▸ Description of the task:
Rewrite everything from the line containing "Target: shower drain" down to the end of the records, requests included, and shift every x and y coordinate in the answers up by 111. Give only these lines.

=======

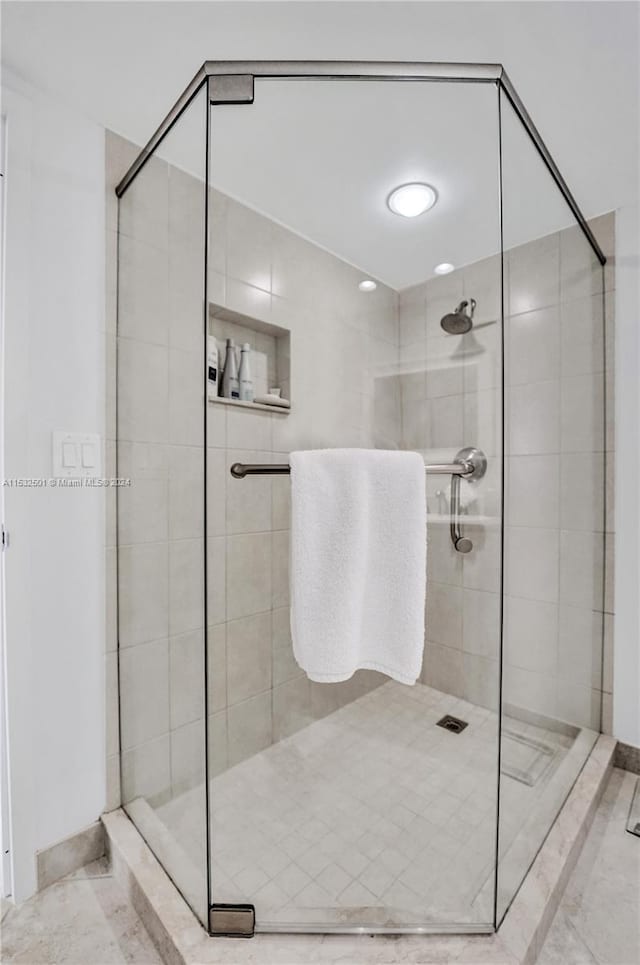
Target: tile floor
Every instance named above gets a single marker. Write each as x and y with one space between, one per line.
85 918
372 815
598 921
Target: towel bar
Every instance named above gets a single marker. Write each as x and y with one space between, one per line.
469 463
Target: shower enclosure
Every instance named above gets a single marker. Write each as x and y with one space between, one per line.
254 213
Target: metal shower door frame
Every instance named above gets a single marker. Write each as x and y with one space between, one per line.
233 82
231 77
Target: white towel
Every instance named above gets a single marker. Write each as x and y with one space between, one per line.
358 562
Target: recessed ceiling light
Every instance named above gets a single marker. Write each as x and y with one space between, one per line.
410 200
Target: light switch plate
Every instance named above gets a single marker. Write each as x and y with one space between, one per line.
76 455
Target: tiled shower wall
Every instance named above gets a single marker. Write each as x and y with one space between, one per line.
343 345
556 538
343 342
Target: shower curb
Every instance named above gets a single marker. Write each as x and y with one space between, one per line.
181 940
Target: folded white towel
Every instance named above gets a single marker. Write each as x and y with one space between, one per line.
270 399
358 562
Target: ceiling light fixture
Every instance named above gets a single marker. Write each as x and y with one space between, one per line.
411 200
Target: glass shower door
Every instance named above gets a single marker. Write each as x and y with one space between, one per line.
160 436
345 806
555 522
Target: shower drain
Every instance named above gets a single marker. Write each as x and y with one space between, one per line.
453 724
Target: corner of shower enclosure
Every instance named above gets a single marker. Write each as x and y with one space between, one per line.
244 777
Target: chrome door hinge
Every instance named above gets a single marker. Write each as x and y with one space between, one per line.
232 921
231 89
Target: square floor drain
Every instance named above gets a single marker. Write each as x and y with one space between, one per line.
452 724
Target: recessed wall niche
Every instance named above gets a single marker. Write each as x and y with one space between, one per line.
270 353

=======

▸ Response below:
Target: shower drain
Every instance named above gets a single marker. Write each as x and y with one space between, one per line.
564 835
Target: corner of shower enclosure
Every instance named above gets a single marker. Write each as x and y with one space between, one per line.
355 888
Target: chrome door hinge
Every instance named above gets a single marker. Write each as x and y with one space between, one per line.
343 1032
342 200
Target: square floor drain
Every instance named above gets a single marker. Write each as x and y with one space between, one per line.
563 835
Target: recessed wall niche
Every instance named above gets a single marker. Write each as x and y with one space between, one per line.
381 464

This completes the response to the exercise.